Exercise aim:
Summarize the knitting tips below in three sentences.

Reading text:
▬▬▬▬▬▬
Also handy when you wish to re-make that fav item in a differrent colour and have forgotten how much yarn you used to customise the length.


Use Bread Clips


Use Bread clips to wind up those long loose threads that occur when starting a new ball of yarn, rather than snipping them off.


Keep a stash handy while knitting and dip into the stash as and when you need one.

Use Butterfly Clips


Use Butterfly hair clips to hold together 2 pieces of work while closing seams.


These are especially usefull when joining sleeves into armholes, pop one on the relevant matching points


Find the smallest ones in packs in the accessories department in your local store.

Use your Arms !


Use your arms to measure when you are approaching the end of a skein of yarn!


Before the yarn runs out, hold your work as far away from you as possible and measure the yarn from the work to your other shoulder, make a slip knot and work the next row. If you get to the slip knot before, just after, or just before the end of the row you will know roughly how much yarn you will need to complete another row.

Oops! Can't find more Yarn?

Run out of yarn and simply cannot find anymore anywhere? It happens to all of us!


Option 1: Use a differing weight for the cuffs etc  (double up with a 4ply in the same colour)
▬▬▬▬▬▬
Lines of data

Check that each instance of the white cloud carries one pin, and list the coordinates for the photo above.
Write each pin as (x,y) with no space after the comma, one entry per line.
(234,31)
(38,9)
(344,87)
▬▬▬▬▬▬
Result of this task:
Bread clips can hold the long loose threads left when starting a new ball of yarn instead of snipping them off, and small butterfly hair clips can hold two pieces of work together while closing seams, especially when joining sleeves into armholes. To judge whether enough yarn remains near the end of a skein, measure a length from the work held at arm's length to the other shoulder, tie a slip knot, and see where it falls as the next row is worked. If the yarn runs out and no more can be found, one option is to use a different weight for parts such as the cuffs by doubling up with a 4ply in the same color.